### Document passage:
++++++
Background information
- Also known as: Rocket
- Born: 25 March 1982 (age 43) Coventry
- Genres: Indie rock
- Occupation(s): musician, songwriter, actor
- Instrument(s): vocals, guitar

= Richard Nicholas Emerson =

Richard Nicholas Emerson, also known as Richard 'Rocket' Emerson or Rocket, is an English musician and actor. He gained prominence as the frontman and principal songwriter for the indie band Pint Shot Riot in the years 2007 – 2013 and was nominated in 2014 for best actor at the Maverick Movie Awards for his acting debut in the independent feature film The Trailer.

==Early life==

Emerson was born in Coventry, on 25th March 1982. He started acting at the age of 12 in various local city and school productions. He was given the nickname 'Rocket' because he used to work in the Coventry pub of the same name (near the railway station). He taught himself guitar at the age of 21 and a few years later he formed the band Pint Shot Riot.

==Music career==

Pint Shot Riot began performing in January 2007, with Richard 'Rocket' Emerson as the frontman (lead vocals and rhythm guitar) and as the main songwriter. In the summer of the same year, they appeared on the BBC Introducing stage at Glastonbury Festival and next year, in 2008, they signed a publishing deal with the EA Games / Nettwerk Music Group. Some of their songs featured in Electronic Arts games like FIFA 10, FIFA 12 or Need for Speed: Hot Pursuit.

==Discography==

The Pint Shot Riot discography with Richard Nicholas Emerson as frontman and principal songwriter:

===Albums===

| Year | Title | Release Date |
|---|---|---|
| 2011 | Spell It Out | 7 March 2011 |

===EPs===

| Year | Title | Release Date |
|---|---|---|
| 2009 | Round One | 2 March 2009 |

===Singles===

| Year | Title | Release Date | Album |
| 2007 | "Punches, Kicks, Trenches & Swords" | 29 October 2007 | Round One |
| 2008 | "Start Digging" | 7 July 2008 |
| "Holes" | 27 October 2008 |
| 2009 | "Come Back to Me" | 5 October 2009 | Spell It Out |
| "Not Thinking Straight" | 5 October 2009 |
| 2010 | "Nothing from You" | 24 May 2010 |
| "Viva England" | 7 June 2010 | non-album single |
| "Hazy Days" | 25 September 2010 | Spell It Out |
| 2011 | "Somebody Save Me" | 21 March 2011 |
| 2011 | "Twisted Soul" | 26 September 2011 |
| 2012 | "Starting to Fly" | 26 March 2012 | Spell It Out |
| 2012 | "Viva England / Viva England (Extra Time Version)" | 28 May 2012 |

==Acting career==

Emerson studied acting at The Lee Strasberg Theatre and Film Institute in New York City, in 2010. He debuted in the 2014 independent feature film The Trailer (nominated for best actor at Maverick Movie Awards). He shot a few short films and a US TV commercial, as well as starring in the Pint Shot Riot Starting To Fly music video, as a troubled soldier with PTSD.
++++++
### Data provided:
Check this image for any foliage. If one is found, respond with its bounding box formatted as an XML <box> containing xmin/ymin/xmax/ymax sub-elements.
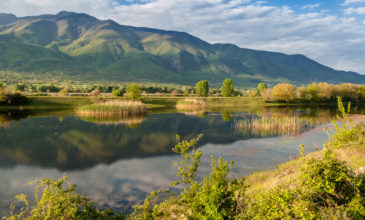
++++++
### Work instructions:
A) List every Electronic Arts game that the Richard Emerson biography names.
B) According to the Richard Emerson biography, where did Emerson study acting in 2010?
C) Please continue the Richard Emerson biography from where it stops.
The material has no connection to the Richard Emerson biography.

### Expected outputs:
A) FIFA 10, FIFA 12, Need for Speed: Hot Pursuit

B) At The Lee Strasberg Theatre and Film Institute in New York City.

C)
==Filmography==
===Film===

| Year | Title | Role | Genre |
|---|---|---|---|
| 2014 | The Trailer | Sgt. Hopper • Lee Emmett | Short film |
| 2025 | I Was Honey Boo Boo | Geno Doak | Biography/Drama |
| 2025 | Sunday Lunch | Father Richards | Short film |
| Post-Production | Bravado | Artie | Thriller |

===Television===

| Year | Title | Role | Notes |
|---|---|---|---|
| 2025 | The Sandman | VIP Funeral Guest | S2.E10 |
| In Production | The Sunshine Murders | Stavros Papadopoulos |  |

==Personal life==

Emerson lived in New York City in 2010 and moved to Clifton in Bristol in 2015. Together with his wife Louise, he built a vintage clothing business called "Loot", with several stores, before scaling back to one store in Bristol at the end of 2022 to focus on his acting career. He has two sons called Jude and Sonny.